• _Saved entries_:
——

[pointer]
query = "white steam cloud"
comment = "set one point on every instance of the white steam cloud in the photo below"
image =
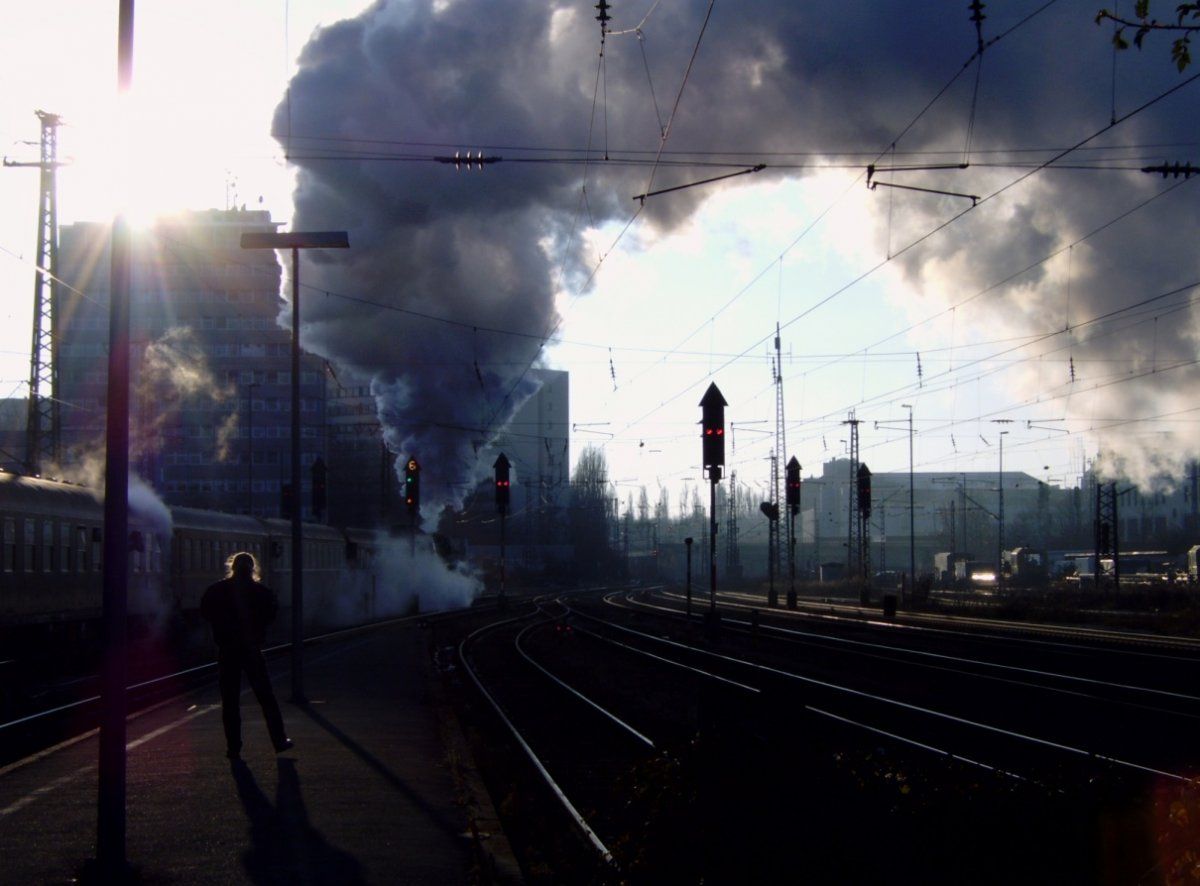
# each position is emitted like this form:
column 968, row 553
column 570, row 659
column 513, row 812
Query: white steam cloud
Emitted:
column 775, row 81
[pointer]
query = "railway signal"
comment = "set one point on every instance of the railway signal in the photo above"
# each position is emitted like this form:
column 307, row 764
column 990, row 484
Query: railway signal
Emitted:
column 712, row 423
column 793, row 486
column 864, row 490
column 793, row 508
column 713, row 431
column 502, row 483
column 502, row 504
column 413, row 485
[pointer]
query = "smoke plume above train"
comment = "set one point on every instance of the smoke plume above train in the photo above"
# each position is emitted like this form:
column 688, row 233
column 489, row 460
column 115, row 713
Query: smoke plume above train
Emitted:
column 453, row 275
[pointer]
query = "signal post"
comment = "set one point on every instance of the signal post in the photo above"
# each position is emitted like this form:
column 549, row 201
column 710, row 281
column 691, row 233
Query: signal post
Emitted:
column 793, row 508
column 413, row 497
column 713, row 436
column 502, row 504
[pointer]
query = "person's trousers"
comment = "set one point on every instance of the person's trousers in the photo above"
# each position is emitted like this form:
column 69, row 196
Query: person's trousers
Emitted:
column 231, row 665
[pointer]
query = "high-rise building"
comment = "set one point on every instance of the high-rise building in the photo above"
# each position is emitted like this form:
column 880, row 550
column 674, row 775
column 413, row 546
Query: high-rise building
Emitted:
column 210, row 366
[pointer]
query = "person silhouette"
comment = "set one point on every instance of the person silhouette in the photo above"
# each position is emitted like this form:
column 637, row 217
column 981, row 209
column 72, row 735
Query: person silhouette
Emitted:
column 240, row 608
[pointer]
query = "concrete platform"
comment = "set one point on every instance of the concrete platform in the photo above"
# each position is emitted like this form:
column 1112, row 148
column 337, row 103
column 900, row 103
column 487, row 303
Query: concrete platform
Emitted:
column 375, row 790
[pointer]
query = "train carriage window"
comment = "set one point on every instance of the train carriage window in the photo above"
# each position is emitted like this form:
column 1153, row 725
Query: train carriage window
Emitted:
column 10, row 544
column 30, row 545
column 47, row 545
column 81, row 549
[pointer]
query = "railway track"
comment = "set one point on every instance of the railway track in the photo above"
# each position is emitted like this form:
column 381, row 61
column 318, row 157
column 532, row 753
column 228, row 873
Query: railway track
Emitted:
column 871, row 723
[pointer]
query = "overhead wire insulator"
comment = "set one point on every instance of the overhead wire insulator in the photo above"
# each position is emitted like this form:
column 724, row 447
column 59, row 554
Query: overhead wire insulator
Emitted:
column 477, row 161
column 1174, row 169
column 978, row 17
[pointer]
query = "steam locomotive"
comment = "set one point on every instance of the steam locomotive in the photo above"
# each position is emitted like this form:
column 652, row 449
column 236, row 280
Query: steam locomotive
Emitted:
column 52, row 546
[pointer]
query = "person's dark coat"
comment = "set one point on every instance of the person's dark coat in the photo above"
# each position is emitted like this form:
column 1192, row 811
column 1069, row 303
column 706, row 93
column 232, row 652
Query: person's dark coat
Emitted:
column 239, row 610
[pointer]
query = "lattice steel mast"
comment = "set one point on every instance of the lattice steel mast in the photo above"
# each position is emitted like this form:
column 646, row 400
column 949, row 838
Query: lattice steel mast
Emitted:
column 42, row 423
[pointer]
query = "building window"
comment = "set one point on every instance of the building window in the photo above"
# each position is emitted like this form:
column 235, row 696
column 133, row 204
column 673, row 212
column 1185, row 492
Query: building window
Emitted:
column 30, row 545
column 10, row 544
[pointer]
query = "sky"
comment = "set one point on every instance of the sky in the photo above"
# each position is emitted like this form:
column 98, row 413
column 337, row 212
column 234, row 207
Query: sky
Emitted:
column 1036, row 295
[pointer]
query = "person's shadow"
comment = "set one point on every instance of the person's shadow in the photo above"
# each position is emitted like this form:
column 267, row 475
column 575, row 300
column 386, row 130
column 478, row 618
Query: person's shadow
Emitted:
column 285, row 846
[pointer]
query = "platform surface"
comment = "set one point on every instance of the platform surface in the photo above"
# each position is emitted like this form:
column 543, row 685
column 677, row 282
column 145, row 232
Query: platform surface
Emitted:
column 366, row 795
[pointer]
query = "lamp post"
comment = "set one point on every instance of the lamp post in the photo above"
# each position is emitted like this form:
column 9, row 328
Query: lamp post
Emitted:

——

• _What is needed_: Set the records down again precisely, skipping every image.

• _Your solution_:
[pointer]
query = "white steam cloud"
comment = "set one point on every instance of the white steam cloud in the photo below"
image =
# each position is emitted like this form:
column 968, row 553
column 570, row 659
column 513, row 812
Query: white steam cloud
Emitted:
column 775, row 81
[pointer]
query = "railway signal"
comment = "set one point on every instance of the railway signal in the photo above"
# each position is emitted like this form:
column 307, row 764
column 990, row 484
Query: railway signal
Emitted:
column 712, row 423
column 793, row 486
column 864, row 490
column 793, row 508
column 713, row 431
column 502, row 483
column 502, row 504
column 413, row 485
[pointer]
query = "smoke plume above train"
comment = "set one point on every instance of the smoke plume above train in the photo above"
# each position is emitted like this form:
column 688, row 233
column 489, row 460
column 115, row 713
Query: smoke plume above train
Emitted:
column 453, row 275
[pointer]
query = "signal post"
comment = "set one point on every instance of the signal post in the photo above"
# each position is emitted like this form:
column 549, row 201
column 710, row 281
column 691, row 233
Query: signal post
Emitted:
column 793, row 508
column 413, row 497
column 713, row 436
column 502, row 504
[pointer]
query = "person's trousers"
comment = "set one point on every instance of the person's trousers in the photo above"
# each position is emitted like this form:
column 69, row 196
Query: person's trousers
Emitted:
column 231, row 665
[pointer]
query = "high-rise building"
comment = "set one point on every instance of the high-rise building in the photo above"
# each position is emitted like this form:
column 880, row 550
column 674, row 775
column 413, row 546
Query: high-rise building
Emitted:
column 210, row 366
[pointer]
query = "person silhouette"
comment = "set one point on every instance of the person silhouette in the photo above"
# each position is emitted like this form:
column 637, row 217
column 981, row 209
column 72, row 735
Query: person silhouette
Emitted:
column 240, row 608
[pointer]
query = "concrete platform"
comment = "set one point on every instance of the concrete platform in the photo above"
# each position is emitted like this form:
column 1112, row 148
column 337, row 103
column 900, row 103
column 487, row 303
Query: concrete platform
Emitted:
column 375, row 790
[pointer]
query = "train carriage window"
comment = "set one point on every instance of the train carriage window in the photo above"
# each position is emitted like this form:
column 1153, row 725
Query: train carriage window
Emitted:
column 10, row 544
column 30, row 545
column 47, row 545
column 81, row 549
[pointer]
query = "railway track"
comment = "set one point on every instance of the railway track in the photo above"
# each position is emitted like this form:
column 381, row 61
column 318, row 157
column 532, row 753
column 228, row 873
Query: railway track
Emitted:
column 871, row 723
[pointer]
query = "overhead wire insulator"
comment = "set one point on every instance of the overhead wire insulator in the photo above"
# each position is emitted like this form:
column 724, row 447
column 59, row 554
Query: overhead wire insulator
Emitted:
column 477, row 161
column 1174, row 169
column 978, row 17
[pointer]
query = "steam locomotive"
comment = "set one point on every instance of the steam locomotive in the photo above"
# each position is emitted like this form:
column 652, row 449
column 236, row 280
Query: steam locomotive
Emitted:
column 52, row 546
[pointer]
query = "person's dark coat"
comment = "set one point on every instance of the person's dark coat in the photo above"
# each position is emitted like this form:
column 1192, row 811
column 1069, row 303
column 706, row 93
column 232, row 652
Query: person's dark coat
Emitted:
column 239, row 610
[pointer]
query = "lattice steel mast"
comment = "set one point on every instance of the lattice steel mast in the photo above"
# each position is emitted like this form:
column 646, row 400
column 949, row 838
Query: lattice steel mast
Emitted:
column 42, row 423
[pointer]
query = "building window"
comment = "set one point on every instance of the building window in the photo above"
# each position is emitted like this form:
column 235, row 696
column 133, row 204
column 673, row 212
column 1185, row 492
Query: building window
Emitted:
column 30, row 545
column 10, row 544
[pointer]
query = "sky"
comment = "set one point on every instance of the sky in the photo above"
# each position is emitted like this form:
column 98, row 413
column 337, row 212
column 234, row 207
Query: sky
Emitted:
column 1036, row 295
[pointer]
query = "person's shadow"
comment = "set one point on every instance of the person's shadow in the photo above"
# each position is emitted like this form:
column 267, row 475
column 575, row 300
column 386, row 130
column 478, row 618
Query: person's shadow
Emitted:
column 285, row 846
[pointer]
query = "platform surface"
comment = "set one point on every instance of the platform surface in the photo above"
# each position is emitted like this form:
column 543, row 685
column 677, row 282
column 145, row 232
Query: platform surface
Emitted:
column 366, row 795
[pointer]
query = "lamp post"
comment = "set one point on every instance of the lamp post in the photo above"
# each position is emitted like this form:
column 9, row 328
Query: lamp post
Emitted:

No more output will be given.